Provided text:
::::

×
Community Blog How to Migrate LibreOffice to Function Compute

How to Migrate LibreOffice to Function Compute

This blog explains how to compress, migrate, and compile LibreOffice to Alibaba Cloud Function Compute for a serverless file converter.

By Du Wan

LibreOffice [1] is a free and open source code office suite developed by the Documentation Foundation. The LibreOffice suite includes text processors, spreadsheets, presentation programs, vector graphics editors and chart tools, database management programs, and applications for creating and editing mathematical formulas. By using LibreOffice's CLI, Microsoft Office files can be easily converted to PDF files. See the following figure:

$ soffice --convert-to pdf --outdir /tmp /tmp/test.doc

The size of a full LibreOffice program is 2 GB. In Function Compute, however, the size of the /tmp cache directory is limited to 512 MB and that of the zip package is limited to 50 MB. Fortunately, the aws-lambda-libreoffice project [2] from the community has successfully migrated LibreOffice to the AWS Lambda platform. Based on the existing methods and experiences, I created the fc-libreoffice project, which enables LibreOffice to run on Alibaba Cloud's function calculation platform. fc-libreoffice resolves the following problems based on aws-lambda-libreoffice:

  • Recompile and tailor LibreOffice to adapt it to the built-in gcc and kernel versions of the FC nodejn8 runtime environment.
  • Install libssl3 dependencies that were missing during the runtime.
  • Download and extract it during OSS runtime to override the 50 MB limit for ZIP packages.
  • The example project has been created to support one-click deployment for a quick experience.

This document focuses on the entire migration process. It also records the key steps for migration to the function calculation platform in the future by using similar conversion tools. If you are interested in how to quickly build a cheap and scalable Word-to-PDF cloud service, see Launching a Word-to-PDF Cloud Service on Function Compute.

Preparation

We recommend that you prepare a Debian/Ubuntu machine with high specifications because LibreOffice compilation consumes a number of computing resources. Install and configure the following tools on the machine:

For MacOS systems, use the following installation method:

brew tap vangie/formula
brew install fun

For other platforms, install by using NPM.

npm install @alicloud/fun -g

The command line tool for OSS is ossutil. Download and store the tool in the directory that $PATH points to.

Compile LibreOffice

We use the aliyunfc/runtime-nodejs8:build docker image provided by fc-docker to compile LibreOffice. fc-docker provides a range of docker images, whose runtime environments are very similar to actual Function Compute environments. Because we will run LibreOffice in the nodejs8 environment, aliyunfc/runtime-nodejs8:build is used in this case. The tab image requires more basic packages compared with other images.

Start a Compilation Environment

Run the following command to start a container for building LibreOffice.

::::

What to do:
1. Do these statements agree with the LibreOffice migration blog? (a) In Function Compute, the /tmp cache directory is limited to 512 MB. (b) LibreOffice is compiled with a Python 3 docker image. (c) On MacOS, fun is installed with NPM. For each, answer yes or no and quote the words from the blog that decide it.
2. According to the LibreOffice migration blog, how large is a full LibreOffice program?
3. Pick up the LibreOffice migration blog after its last sentence and keep writing.

::::

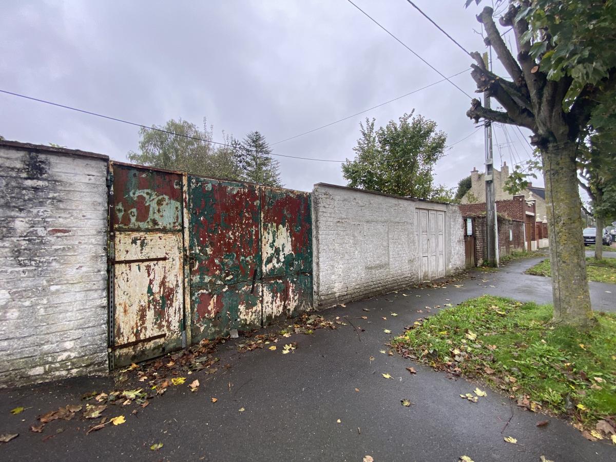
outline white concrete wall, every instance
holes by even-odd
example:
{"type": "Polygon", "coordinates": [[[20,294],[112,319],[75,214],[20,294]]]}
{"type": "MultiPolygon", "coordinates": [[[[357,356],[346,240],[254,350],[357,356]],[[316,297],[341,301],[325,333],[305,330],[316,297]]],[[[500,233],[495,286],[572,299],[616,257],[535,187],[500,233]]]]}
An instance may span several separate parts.
{"type": "Polygon", "coordinates": [[[457,206],[315,185],[315,306],[326,307],[418,282],[416,206],[446,211],[446,272],[463,269],[462,217],[457,206]]]}
{"type": "Polygon", "coordinates": [[[108,371],[107,158],[30,146],[0,142],[0,386],[108,371]]]}

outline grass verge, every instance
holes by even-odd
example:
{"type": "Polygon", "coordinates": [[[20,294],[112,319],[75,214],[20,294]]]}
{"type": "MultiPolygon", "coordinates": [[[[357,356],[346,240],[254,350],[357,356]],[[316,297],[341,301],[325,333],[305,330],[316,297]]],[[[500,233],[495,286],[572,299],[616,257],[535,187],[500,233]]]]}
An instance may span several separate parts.
{"type": "Polygon", "coordinates": [[[518,406],[566,416],[591,439],[609,439],[604,426],[616,431],[616,315],[599,313],[596,325],[580,331],[553,325],[552,311],[483,296],[408,326],[393,344],[405,357],[480,378],[518,406]]]}
{"type": "MultiPolygon", "coordinates": [[[[616,284],[616,259],[604,258],[596,260],[591,257],[586,259],[586,270],[589,281],[607,282],[616,284]]],[[[549,259],[540,262],[526,270],[527,274],[550,277],[549,259]]]]}

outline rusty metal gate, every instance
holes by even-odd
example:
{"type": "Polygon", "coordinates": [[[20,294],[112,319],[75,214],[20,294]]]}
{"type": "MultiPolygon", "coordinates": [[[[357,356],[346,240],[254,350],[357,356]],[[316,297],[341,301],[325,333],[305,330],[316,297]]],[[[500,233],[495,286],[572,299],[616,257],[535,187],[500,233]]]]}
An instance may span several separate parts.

::::

Expected outputs:
1.
(a) Yes: "the size of the /tmp cache directory is limited to 512 MB"
(b) No: "We use the aliyunfc/runtime-nodejs8:build docker image provided by fc-docker to compile LibreOffice"
(c) No: "For MacOS systems, use the following installation method:" followed by "brew install fun"

2. A full LibreOffice program is 2 GB.

3.
docker run --name libre-builder --rm  -v $(pwd):/code -d -t --cap-add=SYS_PTRACE --security-opt seccomp=unconfined aliyunfc/runtime-nodejs8:build bash

In this case, a container named lipo-builder is started and the current directory is mounted to the /code directory of the file system in the container. The additional parameter --cap-add=SYS_PTRACE --security-opt seccomp=unconfined is required for CPP program compilation. If this parameter is missing, you will be prompted with a warning. Here, -d indicates daemon and -t indicates tty. The bash command prevents the container from exiting. --rm indicates that the container is automatically deleted once it stops.

Install the Compilation Tool

Now, enter the container to install the compilation tool.

apt-get install -y ccache
apt-get build-dep -y libreoffice

CCache is a compilation tool that can accelerate multi-compilation of GCC to the same program. Although the initial compilation process takes a relatively long time, CCache can significantly accelerate subsequent compilation processes.

The build-dep subcommand of apt-get builds an environment for the software programs to be complied. Specifically, it installs all the required tools and packages.

Clone the Source Code

git clone --depth=1 git://anongit.freedesktop.org/libreoffice/core libreoffice
cd libreoffice

Add the --depth=1 parameter because full cloning is time-consuming for a large-scale LibreOffice project and the Git submission history is useless for compilation.

Configure and Compile

# For compilation of the software program multiple times, this setting can accelerate the progress of subsequent compilations.
ccache --max-size 16 G && ccache -s

Remove the unwanted modules with the --disable parameter to reduce compilation residuals.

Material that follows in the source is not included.